Upon re-reading the article I don't think they are insinuating that men are bringing these feeling on themselves (maybe other articles do?) . I took it that men's circumstances are different to our own and present with their own set of problems which were outlined in the article and explained very well by you also. As you say is there any wonder there are self esteem issues! It's not the fault of the patient but the circumstances the disease forces upon them.

Hope your weekend is going ok.

love
Lily
Hi Lily

I have re-read the article myself and it doesn't wholly imply men are bringing the feelings on themselves - but they do talk about men sufferring from "false feelings of loss of masculinity". As if society is suddenly going to
ignore 4000 odd years of expecting certain things from men, just because those men have Lupus.

However, having said that I apologise if my post upset anyone, and I didn't mean to imply men always have it worse. I don't suffer from skin rashes for example, but it must be hard for everyone, especially women, who do.

Katharine;552685 said:
I understood it in the same way as Lily but you have also written very well to express it :)
Thank you. Sometimes it feels like the only skill I have left that I have any confidence in is that I can still express myself fairly well in text. When I'm not too tired of course :) (And I had to have a nap after posting last time :):))

Hope both of you are having as good a day as you can.

[Dataset records]
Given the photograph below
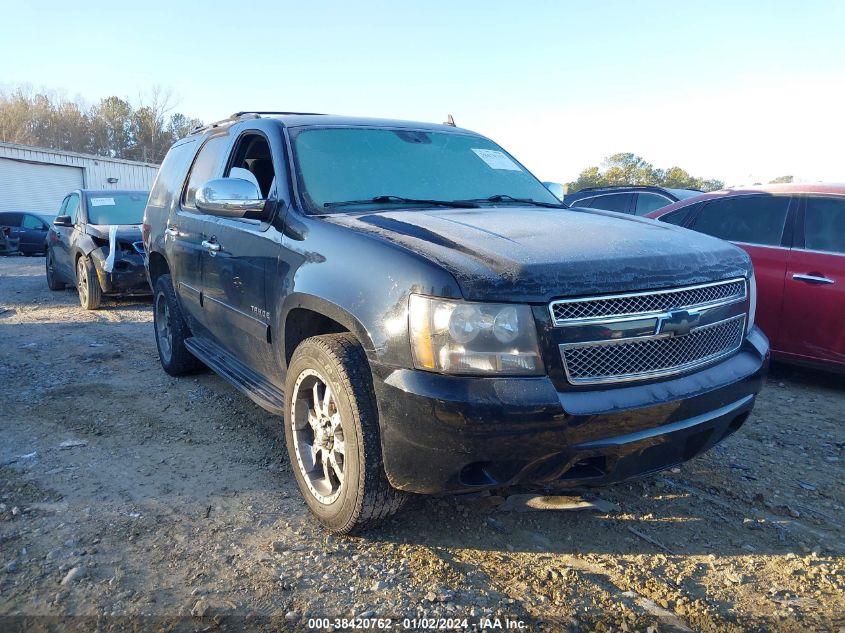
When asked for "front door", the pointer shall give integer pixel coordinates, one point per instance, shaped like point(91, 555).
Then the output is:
point(60, 243)
point(186, 233)
point(33, 234)
point(814, 297)
point(238, 254)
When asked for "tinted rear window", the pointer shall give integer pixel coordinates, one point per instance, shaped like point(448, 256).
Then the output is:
point(678, 217)
point(824, 225)
point(612, 202)
point(748, 219)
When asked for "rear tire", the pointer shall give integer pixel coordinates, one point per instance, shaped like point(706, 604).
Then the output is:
point(351, 493)
point(87, 284)
point(171, 330)
point(53, 282)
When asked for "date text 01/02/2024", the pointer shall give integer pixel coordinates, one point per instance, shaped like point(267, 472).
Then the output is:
point(416, 624)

[Task directions] Quote the forum thread about men with lupus between "However, having said" and "as you can.", inclusive. The lines are separate from the text and have nothing to do with it.

[Output of the exercise]
However, having said that I apologise if my post upset anyone, and I didn't mean to imply men always have it worse. I don't suffer from skin rashes for example, but it must be hard for everyone, especially women, who do.

Katharine;552685 said:
I understood it in the same way as Lily but you have also written very well to express it :)
Thank you. Sometimes it feels like the only skill I have left that I have any confidence in is that I can still express myself fairly well in text. When I'm not too tired of course :) (And I had to have a nap after posting last time :):))

Hope both of you are having as good a day as you can.